begin DATA SECTION

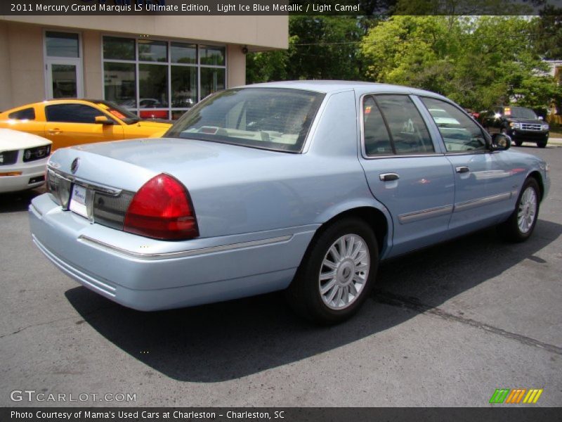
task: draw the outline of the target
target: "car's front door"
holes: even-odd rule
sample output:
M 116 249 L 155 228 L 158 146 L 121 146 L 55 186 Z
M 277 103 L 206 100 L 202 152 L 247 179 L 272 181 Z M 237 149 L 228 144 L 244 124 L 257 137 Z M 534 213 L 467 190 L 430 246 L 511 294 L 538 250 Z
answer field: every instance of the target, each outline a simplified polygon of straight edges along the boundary
M 490 225 L 513 208 L 516 169 L 503 160 L 501 151 L 490 152 L 482 129 L 456 106 L 435 98 L 420 99 L 428 109 L 438 108 L 451 117 L 449 124 L 436 123 L 455 170 L 452 234 Z
M 408 95 L 362 99 L 360 157 L 370 188 L 390 212 L 395 256 L 440 240 L 453 209 L 451 163 Z
M 97 116 L 107 117 L 114 124 L 96 123 Z M 79 103 L 53 104 L 45 107 L 46 138 L 53 141 L 53 149 L 123 139 L 123 128 L 100 110 Z

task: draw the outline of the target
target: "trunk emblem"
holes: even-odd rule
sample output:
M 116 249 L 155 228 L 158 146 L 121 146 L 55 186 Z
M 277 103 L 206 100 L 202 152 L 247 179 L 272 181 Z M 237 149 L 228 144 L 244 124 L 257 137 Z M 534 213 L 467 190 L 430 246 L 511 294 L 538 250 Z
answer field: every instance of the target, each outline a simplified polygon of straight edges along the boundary
M 78 158 L 74 158 L 74 161 L 72 161 L 72 164 L 70 165 L 70 171 L 72 172 L 72 174 L 76 173 L 79 165 L 80 165 L 80 159 Z

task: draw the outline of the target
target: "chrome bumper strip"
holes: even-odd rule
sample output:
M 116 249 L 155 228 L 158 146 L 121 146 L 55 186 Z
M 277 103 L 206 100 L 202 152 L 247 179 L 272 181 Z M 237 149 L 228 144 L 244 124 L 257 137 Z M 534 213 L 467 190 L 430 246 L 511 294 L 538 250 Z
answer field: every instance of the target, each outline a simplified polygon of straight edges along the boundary
M 235 250 L 237 249 L 242 249 L 244 248 L 252 248 L 254 246 L 263 246 L 265 245 L 272 245 L 273 243 L 281 243 L 290 241 L 293 238 L 293 235 L 282 236 L 276 238 L 271 238 L 269 239 L 263 239 L 261 241 L 251 241 L 249 242 L 242 242 L 240 243 L 232 243 L 230 245 L 222 245 L 221 246 L 212 246 L 210 248 L 202 248 L 200 249 L 193 249 L 192 250 L 183 250 L 179 252 L 168 252 L 164 253 L 143 253 L 140 252 L 134 252 L 127 249 L 123 249 L 113 245 L 101 242 L 96 239 L 93 239 L 91 237 L 84 235 L 80 235 L 78 238 L 79 241 L 84 243 L 89 243 L 95 247 L 106 249 L 126 255 L 129 257 L 152 260 L 169 260 L 173 258 L 183 258 L 185 257 L 192 257 L 195 255 L 207 255 L 209 253 L 215 253 L 217 252 L 226 252 L 228 250 Z
M 440 215 L 450 214 L 452 211 L 452 205 L 436 207 L 435 208 L 429 208 L 428 210 L 408 212 L 407 214 L 402 214 L 401 215 L 398 216 L 398 221 L 401 224 L 406 224 L 407 223 L 412 223 L 421 219 L 431 218 L 432 217 L 438 217 Z

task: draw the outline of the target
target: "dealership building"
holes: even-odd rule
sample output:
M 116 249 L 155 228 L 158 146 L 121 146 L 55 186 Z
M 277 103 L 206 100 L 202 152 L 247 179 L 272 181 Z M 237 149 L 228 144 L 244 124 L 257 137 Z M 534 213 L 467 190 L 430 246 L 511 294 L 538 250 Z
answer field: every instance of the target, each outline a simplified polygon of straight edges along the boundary
M 82 97 L 175 119 L 287 43 L 287 15 L 0 16 L 0 110 Z

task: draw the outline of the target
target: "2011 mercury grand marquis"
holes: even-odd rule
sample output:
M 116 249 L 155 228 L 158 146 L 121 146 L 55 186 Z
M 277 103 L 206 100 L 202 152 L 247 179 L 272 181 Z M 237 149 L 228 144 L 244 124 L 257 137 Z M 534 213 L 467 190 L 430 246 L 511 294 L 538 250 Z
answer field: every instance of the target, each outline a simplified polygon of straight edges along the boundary
M 49 192 L 30 206 L 32 238 L 63 272 L 137 309 L 287 289 L 302 314 L 335 323 L 381 260 L 492 225 L 530 236 L 548 167 L 509 146 L 418 89 L 228 89 L 163 139 L 57 151 Z

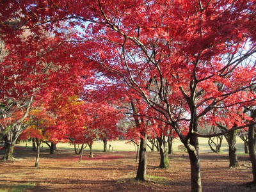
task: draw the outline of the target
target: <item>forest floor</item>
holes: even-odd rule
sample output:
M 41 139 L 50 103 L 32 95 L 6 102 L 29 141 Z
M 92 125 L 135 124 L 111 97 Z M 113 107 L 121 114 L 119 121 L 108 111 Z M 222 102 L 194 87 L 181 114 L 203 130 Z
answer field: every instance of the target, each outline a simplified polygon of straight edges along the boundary
M 0 157 L 3 154 L 0 150 Z M 82 161 L 71 150 L 55 154 L 42 150 L 39 167 L 35 153 L 17 147 L 15 160 L 0 161 L 0 191 L 189 191 L 189 160 L 186 152 L 170 155 L 170 168 L 159 169 L 158 152 L 148 152 L 147 180 L 134 180 L 138 163 L 134 152 L 94 152 Z M 255 191 L 248 156 L 239 156 L 240 167 L 228 168 L 227 154 L 201 154 L 203 191 Z

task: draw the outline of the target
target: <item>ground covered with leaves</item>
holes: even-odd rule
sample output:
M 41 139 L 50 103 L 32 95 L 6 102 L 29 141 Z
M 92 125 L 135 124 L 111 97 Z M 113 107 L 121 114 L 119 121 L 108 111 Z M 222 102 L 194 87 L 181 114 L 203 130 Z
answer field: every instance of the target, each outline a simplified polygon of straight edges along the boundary
M 3 154 L 3 150 L 0 154 Z M 170 166 L 159 169 L 158 152 L 148 153 L 147 180 L 134 180 L 138 163 L 134 152 L 94 152 L 83 161 L 74 152 L 59 150 L 49 154 L 44 149 L 39 167 L 34 167 L 35 152 L 15 148 L 15 160 L 0 161 L 0 191 L 189 191 L 188 155 L 170 155 Z M 253 191 L 248 156 L 239 156 L 240 167 L 228 168 L 227 154 L 201 154 L 204 191 Z

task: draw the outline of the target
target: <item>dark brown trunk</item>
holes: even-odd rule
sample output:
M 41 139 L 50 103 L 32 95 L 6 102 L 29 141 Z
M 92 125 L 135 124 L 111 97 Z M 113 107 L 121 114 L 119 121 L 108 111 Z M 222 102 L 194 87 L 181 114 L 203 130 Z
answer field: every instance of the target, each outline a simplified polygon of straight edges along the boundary
M 139 152 L 139 166 L 137 170 L 136 180 L 146 180 L 147 174 L 147 136 L 144 135 L 144 138 L 140 139 L 140 146 Z
M 32 139 L 32 150 L 33 151 L 36 151 L 36 139 L 33 138 Z
M 78 152 L 78 154 L 79 154 L 79 155 L 80 155 L 81 153 L 82 152 L 83 152 L 84 148 L 86 148 L 86 147 L 87 147 L 87 144 L 85 145 L 85 147 L 84 147 L 84 143 L 83 143 L 83 144 L 82 144 L 82 146 L 81 147 L 80 150 L 79 150 L 79 152 Z
M 171 154 L 173 153 L 173 137 L 172 136 L 168 136 L 168 154 Z
M 81 150 L 80 150 L 80 152 L 79 152 L 79 154 L 80 154 L 80 161 L 82 161 L 82 159 L 83 159 L 83 152 L 84 152 L 84 147 L 83 147 L 83 145 L 82 145 L 82 147 L 81 148 Z
M 249 153 L 248 142 L 244 141 L 244 154 L 248 154 Z
M 108 143 L 107 137 L 106 137 L 103 139 L 104 152 L 107 152 L 107 143 Z
M 159 143 L 160 151 L 160 168 L 168 168 L 169 167 L 169 157 L 168 156 L 167 141 L 165 136 L 157 138 Z
M 74 149 L 75 150 L 76 155 L 78 154 L 78 148 L 76 148 L 76 144 L 74 144 Z
M 252 117 L 255 120 L 256 111 L 253 113 Z M 253 183 L 256 184 L 256 137 L 255 125 L 249 127 L 248 130 L 248 148 L 250 160 L 252 163 L 252 174 L 253 175 Z
M 201 192 L 201 170 L 198 137 L 195 135 L 191 136 L 189 142 L 186 143 L 185 147 L 189 156 L 191 191 Z
M 57 144 L 55 144 L 52 142 L 51 143 L 51 147 L 50 147 L 50 154 L 54 154 L 54 151 L 57 150 L 56 145 Z
M 225 136 L 227 141 L 228 143 L 228 157 L 229 168 L 236 168 L 239 166 L 236 147 L 236 134 L 234 131 L 230 131 Z
M 41 140 L 36 139 L 36 163 L 35 164 L 35 166 L 38 167 L 39 165 L 40 147 L 41 145 Z
M 90 156 L 89 157 L 93 158 L 93 153 L 92 151 L 92 144 L 89 144 L 89 148 L 90 148 Z
M 6 141 L 5 143 L 5 153 L 3 157 L 3 160 L 12 161 L 13 159 L 13 154 L 14 150 L 14 144 L 12 142 Z

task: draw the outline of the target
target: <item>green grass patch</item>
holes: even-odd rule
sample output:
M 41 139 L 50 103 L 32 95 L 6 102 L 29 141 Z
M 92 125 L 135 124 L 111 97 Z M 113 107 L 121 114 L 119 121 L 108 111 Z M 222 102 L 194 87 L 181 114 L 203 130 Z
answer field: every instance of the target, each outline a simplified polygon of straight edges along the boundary
M 13 184 L 0 185 L 0 192 L 21 192 L 31 189 L 35 186 L 35 183 L 27 182 L 24 184 Z
M 147 179 L 154 179 L 154 180 L 166 180 L 166 178 L 164 177 L 159 177 L 154 175 L 147 175 L 146 177 Z

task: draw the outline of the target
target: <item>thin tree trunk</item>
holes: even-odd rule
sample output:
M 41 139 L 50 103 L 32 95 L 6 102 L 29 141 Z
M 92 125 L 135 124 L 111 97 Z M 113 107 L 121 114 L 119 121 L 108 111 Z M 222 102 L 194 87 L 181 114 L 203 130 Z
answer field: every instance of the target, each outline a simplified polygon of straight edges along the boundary
M 36 138 L 36 163 L 35 164 L 35 166 L 38 167 L 39 165 L 40 147 L 41 145 L 41 140 Z
M 83 143 L 78 154 L 79 155 L 81 154 L 81 152 L 83 151 L 83 150 L 87 147 L 87 144 L 85 145 L 85 147 L 84 146 L 84 143 Z
M 254 111 L 251 116 L 254 120 L 256 118 L 256 110 Z M 252 174 L 253 180 L 252 182 L 256 184 L 256 137 L 255 125 L 251 125 L 248 130 L 248 148 L 250 160 L 252 163 Z
M 89 144 L 90 147 L 90 156 L 89 157 L 93 158 L 93 153 L 92 151 L 92 144 Z
M 249 153 L 248 144 L 247 142 L 244 141 L 244 154 L 248 154 Z
M 144 138 L 140 139 L 139 152 L 139 166 L 137 170 L 136 180 L 146 180 L 147 174 L 147 136 L 144 135 Z
M 104 145 L 103 152 L 107 152 L 107 143 L 108 143 L 107 137 L 106 136 L 103 139 L 103 145 Z
M 168 138 L 168 154 L 171 154 L 173 153 L 173 137 L 172 136 L 170 136 Z
M 190 160 L 190 177 L 192 192 L 202 192 L 198 138 L 193 135 L 189 142 L 184 144 Z
M 168 156 L 167 141 L 165 136 L 157 138 L 159 143 L 160 151 L 160 168 L 168 168 L 169 167 L 169 157 Z
M 76 148 L 76 143 L 74 144 L 74 149 L 75 150 L 76 155 L 77 155 L 78 154 L 78 150 Z
M 230 131 L 225 136 L 227 141 L 228 143 L 228 157 L 229 157 L 229 168 L 236 168 L 239 166 L 236 154 L 236 134 L 234 131 Z
M 32 150 L 36 151 L 36 139 L 32 138 Z
M 50 147 L 50 154 L 54 154 L 54 151 L 57 150 L 56 144 L 51 142 L 51 147 Z
M 83 154 L 84 152 L 84 147 L 83 147 L 83 145 L 84 143 L 83 143 L 82 147 L 81 148 L 79 154 L 80 154 L 80 161 L 82 161 L 82 159 L 83 159 Z
M 13 159 L 13 154 L 14 150 L 14 143 L 12 141 L 6 141 L 5 143 L 5 153 L 3 158 L 5 161 L 12 161 Z

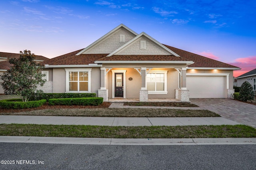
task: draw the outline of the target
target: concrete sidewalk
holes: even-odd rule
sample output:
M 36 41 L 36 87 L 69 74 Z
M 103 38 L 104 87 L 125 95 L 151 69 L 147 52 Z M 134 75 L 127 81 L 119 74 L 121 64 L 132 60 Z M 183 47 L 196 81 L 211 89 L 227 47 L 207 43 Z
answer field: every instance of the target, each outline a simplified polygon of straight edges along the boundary
M 222 117 L 116 117 L 0 115 L 1 123 L 110 126 L 234 125 L 240 124 Z

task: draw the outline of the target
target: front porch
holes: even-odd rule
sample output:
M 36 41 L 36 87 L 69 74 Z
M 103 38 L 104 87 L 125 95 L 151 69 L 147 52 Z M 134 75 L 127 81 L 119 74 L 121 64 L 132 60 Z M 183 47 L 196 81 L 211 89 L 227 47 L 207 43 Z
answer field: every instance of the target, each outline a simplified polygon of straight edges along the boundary
M 108 98 L 108 102 L 139 102 L 138 98 Z M 149 98 L 147 102 L 182 102 L 180 100 L 174 98 Z

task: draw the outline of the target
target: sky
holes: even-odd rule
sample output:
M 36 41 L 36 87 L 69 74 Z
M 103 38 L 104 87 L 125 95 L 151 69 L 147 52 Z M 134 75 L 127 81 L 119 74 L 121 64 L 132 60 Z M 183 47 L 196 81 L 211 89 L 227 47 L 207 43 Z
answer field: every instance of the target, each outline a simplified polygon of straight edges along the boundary
M 84 49 L 123 23 L 159 42 L 241 68 L 256 68 L 254 0 L 4 0 L 0 51 L 52 58 Z

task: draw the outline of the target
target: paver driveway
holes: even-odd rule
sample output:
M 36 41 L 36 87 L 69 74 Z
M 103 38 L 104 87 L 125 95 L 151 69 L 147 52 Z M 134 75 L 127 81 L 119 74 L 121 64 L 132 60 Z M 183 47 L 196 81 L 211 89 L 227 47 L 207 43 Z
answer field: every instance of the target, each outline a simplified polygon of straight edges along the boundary
M 190 99 L 191 103 L 221 116 L 256 128 L 256 106 L 228 99 Z

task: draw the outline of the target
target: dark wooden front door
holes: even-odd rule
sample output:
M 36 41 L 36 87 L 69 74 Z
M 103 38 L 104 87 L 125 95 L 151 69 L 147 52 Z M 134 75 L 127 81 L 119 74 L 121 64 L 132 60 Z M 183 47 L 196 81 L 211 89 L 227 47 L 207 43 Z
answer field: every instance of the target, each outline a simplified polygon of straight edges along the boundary
M 115 73 L 115 97 L 124 97 L 124 73 Z

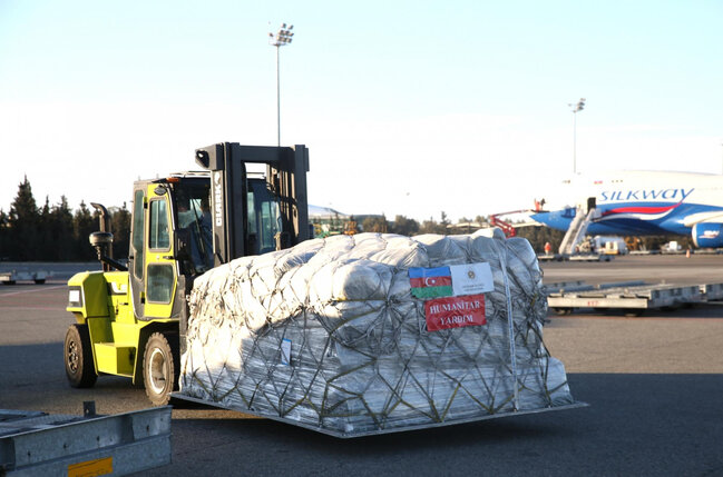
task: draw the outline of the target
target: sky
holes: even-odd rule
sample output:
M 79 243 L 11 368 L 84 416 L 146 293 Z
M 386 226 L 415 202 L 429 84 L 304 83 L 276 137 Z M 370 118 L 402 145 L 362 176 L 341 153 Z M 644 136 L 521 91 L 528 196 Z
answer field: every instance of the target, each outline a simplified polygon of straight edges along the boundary
M 574 162 L 723 171 L 720 1 L 0 0 L 0 208 L 26 176 L 39 206 L 130 206 L 196 148 L 275 146 L 282 22 L 281 142 L 310 148 L 313 205 L 458 220 Z

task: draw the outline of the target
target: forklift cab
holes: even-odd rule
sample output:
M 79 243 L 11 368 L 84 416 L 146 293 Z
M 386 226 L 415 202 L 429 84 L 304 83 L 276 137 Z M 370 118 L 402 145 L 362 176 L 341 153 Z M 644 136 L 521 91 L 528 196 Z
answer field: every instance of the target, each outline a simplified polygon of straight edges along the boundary
M 196 151 L 204 172 L 138 181 L 129 254 L 139 320 L 179 318 L 196 276 L 309 238 L 307 149 L 237 143 Z M 266 175 L 246 172 L 265 163 Z
M 309 238 L 304 146 L 225 142 L 196 150 L 196 163 L 202 172 L 134 183 L 128 267 L 113 258 L 106 210 L 94 206 L 101 210 L 101 230 L 90 242 L 104 270 L 68 281 L 67 310 L 77 319 L 65 341 L 71 386 L 94 386 L 101 374 L 126 376 L 143 380 L 152 403 L 167 404 L 177 386 L 194 279 Z M 247 173 L 248 163 L 266 172 Z

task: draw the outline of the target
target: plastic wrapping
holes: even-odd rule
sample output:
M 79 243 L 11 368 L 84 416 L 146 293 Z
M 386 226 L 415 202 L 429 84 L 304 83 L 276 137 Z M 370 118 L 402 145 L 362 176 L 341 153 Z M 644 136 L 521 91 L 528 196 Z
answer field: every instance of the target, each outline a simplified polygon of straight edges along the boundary
M 574 404 L 543 342 L 534 250 L 487 235 L 335 236 L 206 272 L 180 392 L 340 436 Z M 409 268 L 478 262 L 486 325 L 428 331 Z

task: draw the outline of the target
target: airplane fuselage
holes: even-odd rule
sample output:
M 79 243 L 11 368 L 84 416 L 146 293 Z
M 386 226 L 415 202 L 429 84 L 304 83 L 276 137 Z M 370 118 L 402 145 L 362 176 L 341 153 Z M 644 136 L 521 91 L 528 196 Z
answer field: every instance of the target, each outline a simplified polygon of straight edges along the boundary
M 595 197 L 598 217 L 589 225 L 589 235 L 691 233 L 694 239 L 700 236 L 702 247 L 723 246 L 721 176 L 629 171 L 605 178 L 576 177 L 563 186 L 577 200 L 571 198 L 568 206 L 538 211 L 533 219 L 567 230 L 577 212 L 574 203 Z

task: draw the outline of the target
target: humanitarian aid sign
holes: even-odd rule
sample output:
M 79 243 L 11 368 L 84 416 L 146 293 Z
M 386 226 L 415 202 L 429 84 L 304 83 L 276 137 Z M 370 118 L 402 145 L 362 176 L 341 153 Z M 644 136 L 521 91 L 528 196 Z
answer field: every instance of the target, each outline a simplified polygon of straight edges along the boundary
M 485 296 L 468 295 L 424 301 L 424 317 L 428 331 L 486 325 Z

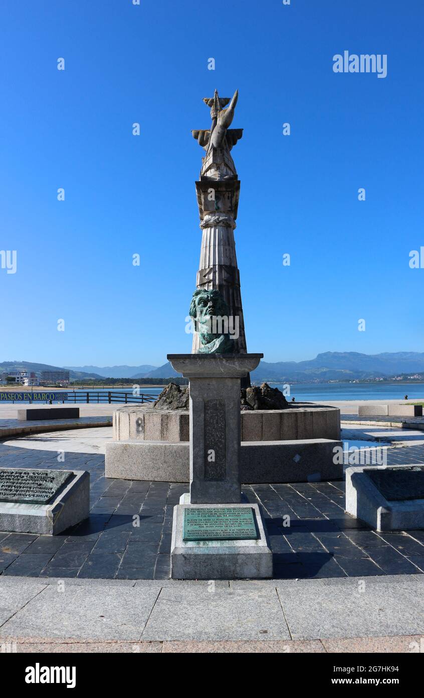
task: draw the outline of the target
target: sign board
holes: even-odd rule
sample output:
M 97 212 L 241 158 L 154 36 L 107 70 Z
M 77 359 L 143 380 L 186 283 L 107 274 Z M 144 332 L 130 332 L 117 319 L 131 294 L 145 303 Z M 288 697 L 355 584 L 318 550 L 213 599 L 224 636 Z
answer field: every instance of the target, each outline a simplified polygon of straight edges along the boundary
M 47 504 L 72 475 L 68 470 L 0 468 L 0 501 Z
M 0 390 L 0 402 L 62 402 L 68 400 L 66 392 L 49 392 L 45 390 L 31 392 Z
M 259 538 L 251 507 L 187 507 L 183 540 L 256 540 Z

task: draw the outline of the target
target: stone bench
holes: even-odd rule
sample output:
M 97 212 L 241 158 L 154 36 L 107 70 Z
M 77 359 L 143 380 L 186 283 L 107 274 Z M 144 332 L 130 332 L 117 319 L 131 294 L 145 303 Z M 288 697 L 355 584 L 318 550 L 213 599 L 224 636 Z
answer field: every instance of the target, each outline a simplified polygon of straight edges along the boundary
M 376 530 L 424 528 L 424 466 L 346 470 L 346 511 Z
M 242 482 L 306 482 L 343 477 L 343 463 L 334 457 L 336 447 L 343 448 L 341 441 L 324 438 L 242 442 Z M 107 442 L 105 476 L 188 482 L 189 443 L 135 439 Z
M 17 410 L 18 419 L 76 419 L 79 407 L 26 407 Z
M 422 405 L 359 405 L 359 417 L 422 417 Z

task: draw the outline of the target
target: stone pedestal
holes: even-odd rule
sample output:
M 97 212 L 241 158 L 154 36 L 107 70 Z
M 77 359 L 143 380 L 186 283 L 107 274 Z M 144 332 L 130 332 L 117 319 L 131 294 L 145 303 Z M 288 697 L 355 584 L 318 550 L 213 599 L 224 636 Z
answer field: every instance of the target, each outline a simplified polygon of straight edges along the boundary
M 173 579 L 272 576 L 259 507 L 240 503 L 240 379 L 262 356 L 168 356 L 190 380 L 190 493 L 174 507 Z
M 190 503 L 240 503 L 240 379 L 263 355 L 177 354 L 190 381 Z

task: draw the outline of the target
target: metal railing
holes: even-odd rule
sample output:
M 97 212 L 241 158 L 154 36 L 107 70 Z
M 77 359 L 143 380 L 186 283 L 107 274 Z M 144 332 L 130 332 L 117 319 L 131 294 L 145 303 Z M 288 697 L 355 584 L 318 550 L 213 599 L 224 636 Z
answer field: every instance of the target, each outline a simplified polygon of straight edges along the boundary
M 108 392 L 98 392 L 95 390 L 72 391 L 67 393 L 68 399 L 64 400 L 66 403 L 100 403 L 107 402 L 109 405 L 115 402 L 137 403 L 143 404 L 145 402 L 155 402 L 157 395 L 150 395 L 147 393 L 140 393 L 139 395 L 134 395 L 132 391 L 128 392 L 125 390 L 122 392 L 115 392 L 109 390 Z
M 74 404 L 77 404 L 77 403 L 86 403 L 87 404 L 89 403 L 109 403 L 109 405 L 114 403 L 125 403 L 125 404 L 135 403 L 139 405 L 146 402 L 155 402 L 157 399 L 157 395 L 151 395 L 148 393 L 140 393 L 139 395 L 134 395 L 132 391 L 127 392 L 125 390 L 119 392 L 116 392 L 113 390 L 105 391 L 104 392 L 100 392 L 97 390 L 63 390 L 61 391 L 61 394 L 63 395 L 63 399 L 60 401 L 55 400 L 54 402 L 61 402 L 64 405 L 69 404 L 70 403 Z M 65 397 L 65 396 L 67 396 L 67 397 Z M 1 393 L 0 392 L 0 403 L 1 402 Z M 16 403 L 24 406 L 26 404 L 32 405 L 34 401 L 31 399 L 24 401 L 8 400 L 7 402 L 13 405 Z M 38 400 L 36 403 L 42 404 L 42 402 Z M 49 404 L 49 402 L 45 401 L 45 403 Z

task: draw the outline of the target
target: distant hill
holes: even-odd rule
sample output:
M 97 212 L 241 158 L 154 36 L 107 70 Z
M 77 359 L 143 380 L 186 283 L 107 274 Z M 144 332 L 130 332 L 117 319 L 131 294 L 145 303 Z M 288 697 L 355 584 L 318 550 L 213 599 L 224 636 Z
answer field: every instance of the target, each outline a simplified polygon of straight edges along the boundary
M 359 352 L 325 352 L 308 361 L 261 361 L 251 373 L 253 380 L 355 380 L 389 378 L 400 373 L 424 371 L 424 353 L 397 352 L 361 354 Z M 169 362 L 148 373 L 149 378 L 179 376 Z
M 61 366 L 50 366 L 49 364 L 33 364 L 29 361 L 3 361 L 0 362 L 0 373 L 7 373 L 8 371 L 33 371 L 38 375 L 42 371 L 62 371 L 63 368 Z M 78 380 L 80 378 L 102 378 L 97 373 L 86 373 L 77 370 L 70 370 L 69 377 L 71 380 Z
M 150 371 L 150 373 L 146 373 L 146 378 L 172 378 L 173 376 L 181 376 L 174 371 L 168 361 L 163 366 L 159 366 L 159 369 Z
M 180 376 L 169 362 L 156 368 L 148 364 L 141 366 L 68 366 L 73 380 L 88 378 L 171 378 Z M 57 371 L 60 367 L 29 362 L 3 362 L 0 373 L 7 371 Z M 424 372 L 424 352 L 386 352 L 382 354 L 361 354 L 359 352 L 324 352 L 308 361 L 261 361 L 251 374 L 256 382 L 313 380 L 364 380 L 391 378 L 408 373 Z
M 95 373 L 105 378 L 144 378 L 155 366 L 143 364 L 142 366 L 64 366 L 70 371 Z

end DATA SECTION

## GOAL
Lay out the rows as a numbered list, from the start of the rows up to and including the line with "M 78 158 L 74", skipping blank lines and leaving the pictures out.

## TASK SOLUTION
1. task: draw the outline of the target
2. target: "car's front door"
3. holes: even-odd rule
4. sample output:
5. M 116 249 L 155 228 L 158 146 L 121 146 L 55 186 Z
6. M 277 103 L 206 100 L 202 152 L 247 179 L 272 181 Z M 237 149 L 228 144 L 244 124 L 257 137 Z M 534 213 L 467 190 L 430 246 L 511 294 L 538 250 Z
7. answer field: every instance of the target, each outline a simplified polygon of straight edges along the boundary
8. M 490 225 L 513 208 L 516 169 L 503 160 L 501 151 L 490 152 L 482 129 L 456 106 L 435 98 L 420 99 L 428 109 L 438 108 L 451 117 L 449 124 L 436 123 L 455 170 L 452 234 Z
9. M 408 95 L 362 99 L 360 157 L 370 188 L 390 212 L 395 256 L 440 240 L 453 209 L 451 163 Z
10. M 97 116 L 107 117 L 114 124 L 96 123 Z M 79 103 L 53 104 L 45 107 L 46 138 L 53 141 L 53 149 L 123 139 L 123 128 L 100 110 Z
11. task: draw the outline of the target
12. target: "trunk emblem"
13. holes: even-odd rule
14. sample output:
15. M 116 249 L 155 228 L 158 146 L 121 146 L 55 186 Z
16. M 277 103 L 206 100 L 202 152 L 247 179 L 272 181 Z M 237 149 L 228 144 L 244 124 L 257 137 Z M 534 213 L 467 190 L 430 246 L 511 294 L 538 250 Z
17. answer field: every instance of the target, each outline a simplified polygon of straight edges along the boundary
18. M 78 158 L 74 158 L 74 161 L 72 161 L 72 164 L 70 165 L 70 171 L 72 172 L 72 174 L 76 173 L 79 165 L 80 165 L 80 159 Z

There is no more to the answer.